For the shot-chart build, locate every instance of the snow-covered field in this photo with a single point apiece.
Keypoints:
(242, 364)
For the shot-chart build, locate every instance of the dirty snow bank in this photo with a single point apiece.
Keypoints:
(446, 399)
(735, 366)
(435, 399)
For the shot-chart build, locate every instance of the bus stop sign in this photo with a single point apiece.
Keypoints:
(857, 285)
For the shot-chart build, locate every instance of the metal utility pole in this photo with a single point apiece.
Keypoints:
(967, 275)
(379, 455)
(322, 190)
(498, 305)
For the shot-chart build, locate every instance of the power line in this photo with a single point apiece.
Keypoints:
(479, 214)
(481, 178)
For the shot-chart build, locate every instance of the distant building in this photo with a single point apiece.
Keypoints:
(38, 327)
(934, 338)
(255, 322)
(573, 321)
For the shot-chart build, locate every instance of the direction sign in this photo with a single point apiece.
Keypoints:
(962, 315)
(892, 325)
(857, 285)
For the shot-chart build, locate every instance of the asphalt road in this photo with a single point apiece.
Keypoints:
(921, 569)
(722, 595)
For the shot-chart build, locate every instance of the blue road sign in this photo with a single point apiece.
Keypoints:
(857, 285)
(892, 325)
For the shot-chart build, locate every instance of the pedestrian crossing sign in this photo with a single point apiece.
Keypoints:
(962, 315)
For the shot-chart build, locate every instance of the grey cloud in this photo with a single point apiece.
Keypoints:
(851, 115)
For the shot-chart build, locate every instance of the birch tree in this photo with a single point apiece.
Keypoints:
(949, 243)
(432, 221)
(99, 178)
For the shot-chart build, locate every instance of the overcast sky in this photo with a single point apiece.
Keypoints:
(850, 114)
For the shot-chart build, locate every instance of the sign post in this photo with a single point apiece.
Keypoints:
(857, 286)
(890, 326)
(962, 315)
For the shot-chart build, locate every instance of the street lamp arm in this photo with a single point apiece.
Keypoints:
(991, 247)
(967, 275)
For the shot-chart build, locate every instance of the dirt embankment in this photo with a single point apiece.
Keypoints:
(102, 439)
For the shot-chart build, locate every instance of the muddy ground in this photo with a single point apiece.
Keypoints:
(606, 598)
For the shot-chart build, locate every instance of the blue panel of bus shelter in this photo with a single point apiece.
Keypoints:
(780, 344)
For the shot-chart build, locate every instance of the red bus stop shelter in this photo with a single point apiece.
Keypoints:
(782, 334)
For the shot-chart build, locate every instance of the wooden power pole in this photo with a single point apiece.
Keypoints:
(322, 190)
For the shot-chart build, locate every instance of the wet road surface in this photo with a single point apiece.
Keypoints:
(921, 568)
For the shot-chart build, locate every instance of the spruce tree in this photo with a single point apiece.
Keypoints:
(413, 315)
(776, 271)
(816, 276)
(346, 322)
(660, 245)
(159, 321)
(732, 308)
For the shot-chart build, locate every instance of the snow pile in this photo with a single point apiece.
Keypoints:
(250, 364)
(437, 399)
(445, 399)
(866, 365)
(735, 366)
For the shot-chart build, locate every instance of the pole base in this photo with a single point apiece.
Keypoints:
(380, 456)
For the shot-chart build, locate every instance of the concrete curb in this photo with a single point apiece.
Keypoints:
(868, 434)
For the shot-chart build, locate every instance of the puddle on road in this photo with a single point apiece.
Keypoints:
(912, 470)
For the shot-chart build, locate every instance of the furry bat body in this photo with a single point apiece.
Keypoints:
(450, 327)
__________
Reproduce every one of the lines above verbatim, without any alteration.

For the shot-chart build, locate every instance of the snow-covered field in this photo with a single point apiece.
Keypoints:
(242, 364)
For the shot-chart build, locate every instance of the dirty snow bank in this photo with a single point apiece.
Keypoints:
(446, 399)
(735, 366)
(435, 399)
For the shot-chart build, locate every instance of the bus stop sign in this photo with a single point apiece.
Keypoints:
(857, 285)
For the shot-chart build, locate every instance of the metal utility pole in this photo with a single point apiece.
Keypoints:
(967, 275)
(379, 455)
(322, 190)
(498, 305)
For the shot-chart build, locate every instance of the power line in this photo with a single point apiece.
Keypoints:
(479, 214)
(481, 178)
For the shot-chart build, locate every instance of the distant building in this photo with a single point apiece.
Keypoints:
(38, 327)
(934, 338)
(255, 322)
(573, 321)
For the shot-chart build, locate every instance of the direction sign in this photo with a single point apiece.
Keypoints:
(962, 315)
(892, 325)
(857, 285)
For the shot-chart build, locate every instance of the asphalt road in this photo with a single point apiece.
Keypoints:
(921, 569)
(722, 595)
For the shot-chart build, locate every instance of the blue road sign in this photo with a single point apiece.
Keypoints:
(857, 285)
(892, 325)
For the shot-chart build, locate every instance of the pedestrian crossing sign in this photo with a single point apiece.
Keypoints:
(962, 315)
For the shot-chart build, locate every instance of the grey cloud in this photo with a single point apiece.
Keypoints:
(851, 115)
For the shot-chart build, locate every instance of the birch tree in this photo with a single point apiece.
Keypoints:
(949, 243)
(432, 221)
(99, 178)
For the shot-chart build, locate every instance of the overcast sky in this photo with a single point apiece.
Keypoints:
(850, 114)
For the shot-chart build, locate every instance of the sign post in this photo with a single point apiece.
Keypoints:
(857, 286)
(890, 326)
(962, 315)
For the shot-chart build, locate every instance of the street lamp arm in this photo with a single point apiece.
Keypoints:
(991, 247)
(967, 275)
For the shot-chart build, locate every instance of the dirt embankment in this photo with a single point apiece.
Keypoints:
(102, 439)
For the shot-chart build, locate every instance of the muddy ground in this photo with a single point apiece.
Keypoints:
(606, 598)
For the shot-chart build, locate every instance of the blue panel of bus shelter in this photo with a single point apiece.
Keypoints:
(780, 344)
For the shot-chart build, locate every instance of the red bus stop shelter in this photo with a single point apiece.
Keypoints:
(782, 334)
For the shot-chart build, locate every instance of the wooden power pole in this photo with a single point apiece.
Keypoints:
(322, 190)
For the shot-chart build, locate every instance of the wet road surface in this photo with a single point apiece.
Keypoints:
(921, 568)
For the shot-chart build, locate every instance of the spruce tree in this photo with a single point apiece.
Keypoints:
(413, 315)
(776, 271)
(816, 276)
(346, 322)
(660, 245)
(159, 321)
(732, 308)
For the shot-chart build, locate every instance of the snow pile in this photo with a single point apiece.
Keypoints:
(250, 364)
(437, 399)
(445, 399)
(866, 365)
(735, 366)
For the shot-chart build, locate every instance of the pole base in this photo with a single point apiece.
Keypoints:
(380, 456)
For the shot-chart build, locate every instance of the concrete curb in this photo with a single point apiece.
Keypoints:
(868, 434)
For the shot-chart build, locate every instance of the puddle on road in this photo with a single point apiece.
Keypoints:
(912, 470)
For the shot-chart build, locate every instance of the furry bat body in this photo with a single point apiece.
Keypoints:
(450, 327)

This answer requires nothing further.